[Exercise data Boundary: Start]
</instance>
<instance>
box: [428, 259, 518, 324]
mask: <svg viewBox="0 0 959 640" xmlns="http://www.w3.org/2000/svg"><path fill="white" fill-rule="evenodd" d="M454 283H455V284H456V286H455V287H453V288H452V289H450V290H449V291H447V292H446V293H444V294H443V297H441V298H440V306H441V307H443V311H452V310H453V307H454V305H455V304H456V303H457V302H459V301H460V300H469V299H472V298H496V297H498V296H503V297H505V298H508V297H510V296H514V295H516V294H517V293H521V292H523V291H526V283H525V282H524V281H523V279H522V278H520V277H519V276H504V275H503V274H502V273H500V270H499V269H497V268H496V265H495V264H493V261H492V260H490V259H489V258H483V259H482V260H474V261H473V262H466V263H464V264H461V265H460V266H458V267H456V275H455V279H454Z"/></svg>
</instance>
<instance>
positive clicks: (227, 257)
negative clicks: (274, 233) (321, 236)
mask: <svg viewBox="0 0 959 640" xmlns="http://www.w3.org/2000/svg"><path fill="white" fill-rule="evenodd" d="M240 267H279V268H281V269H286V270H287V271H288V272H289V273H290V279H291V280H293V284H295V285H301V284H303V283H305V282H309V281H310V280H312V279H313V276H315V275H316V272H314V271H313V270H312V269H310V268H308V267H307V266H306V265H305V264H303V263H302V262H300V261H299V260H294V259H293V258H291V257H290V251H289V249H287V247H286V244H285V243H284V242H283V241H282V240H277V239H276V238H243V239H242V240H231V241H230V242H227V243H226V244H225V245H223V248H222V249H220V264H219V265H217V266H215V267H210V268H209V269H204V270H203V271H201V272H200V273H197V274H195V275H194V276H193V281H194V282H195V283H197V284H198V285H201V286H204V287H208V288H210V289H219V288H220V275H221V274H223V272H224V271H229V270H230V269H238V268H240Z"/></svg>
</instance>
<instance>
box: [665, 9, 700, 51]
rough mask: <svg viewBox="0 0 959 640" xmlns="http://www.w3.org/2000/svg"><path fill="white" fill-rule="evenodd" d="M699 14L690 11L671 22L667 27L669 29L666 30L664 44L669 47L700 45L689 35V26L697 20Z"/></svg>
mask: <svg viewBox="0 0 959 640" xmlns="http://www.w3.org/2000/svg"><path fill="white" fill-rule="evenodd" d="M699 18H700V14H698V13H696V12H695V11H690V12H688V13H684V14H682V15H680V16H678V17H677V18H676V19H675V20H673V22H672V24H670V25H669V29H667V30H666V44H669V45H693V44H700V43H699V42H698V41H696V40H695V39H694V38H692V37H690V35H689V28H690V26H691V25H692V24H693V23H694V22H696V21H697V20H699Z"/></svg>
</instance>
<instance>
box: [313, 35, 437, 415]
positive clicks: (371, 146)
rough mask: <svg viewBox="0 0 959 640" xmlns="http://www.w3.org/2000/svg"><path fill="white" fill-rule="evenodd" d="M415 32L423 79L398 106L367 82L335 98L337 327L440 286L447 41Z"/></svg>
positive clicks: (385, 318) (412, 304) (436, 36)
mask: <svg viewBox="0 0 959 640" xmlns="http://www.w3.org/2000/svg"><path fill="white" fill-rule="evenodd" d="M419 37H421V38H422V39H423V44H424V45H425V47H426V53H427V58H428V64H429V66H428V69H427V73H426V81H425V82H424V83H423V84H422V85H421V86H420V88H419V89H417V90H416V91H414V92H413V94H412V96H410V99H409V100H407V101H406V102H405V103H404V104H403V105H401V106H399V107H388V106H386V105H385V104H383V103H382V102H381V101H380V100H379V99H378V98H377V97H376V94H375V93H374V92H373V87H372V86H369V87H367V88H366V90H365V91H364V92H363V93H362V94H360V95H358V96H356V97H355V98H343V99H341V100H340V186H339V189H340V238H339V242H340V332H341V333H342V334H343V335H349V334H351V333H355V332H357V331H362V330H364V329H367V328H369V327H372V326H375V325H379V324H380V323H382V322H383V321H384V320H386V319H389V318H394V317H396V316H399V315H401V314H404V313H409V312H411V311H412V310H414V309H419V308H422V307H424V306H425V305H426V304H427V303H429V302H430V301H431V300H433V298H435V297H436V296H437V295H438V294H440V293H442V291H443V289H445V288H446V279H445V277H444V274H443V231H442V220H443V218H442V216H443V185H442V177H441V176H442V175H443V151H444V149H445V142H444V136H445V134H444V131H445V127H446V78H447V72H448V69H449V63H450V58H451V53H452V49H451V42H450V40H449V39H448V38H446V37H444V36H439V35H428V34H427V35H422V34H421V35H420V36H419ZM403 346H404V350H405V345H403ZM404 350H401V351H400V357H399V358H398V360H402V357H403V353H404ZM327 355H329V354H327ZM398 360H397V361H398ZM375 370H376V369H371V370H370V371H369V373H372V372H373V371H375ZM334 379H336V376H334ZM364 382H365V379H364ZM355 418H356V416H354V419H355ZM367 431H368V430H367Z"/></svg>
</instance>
[Exercise data Boundary: End]
Brief: From the records above, transcribe exactly the run of lines that opens with the line holding "positive clicks: (371, 146)" and closes with the line holding "32L423 79L398 106L367", both included.

Expected answer:
positive clicks: (371, 146)
rough mask: <svg viewBox="0 0 959 640" xmlns="http://www.w3.org/2000/svg"><path fill="white" fill-rule="evenodd" d="M415 32L423 79L398 106L367 82L335 98L337 327L440 286L447 41Z"/></svg>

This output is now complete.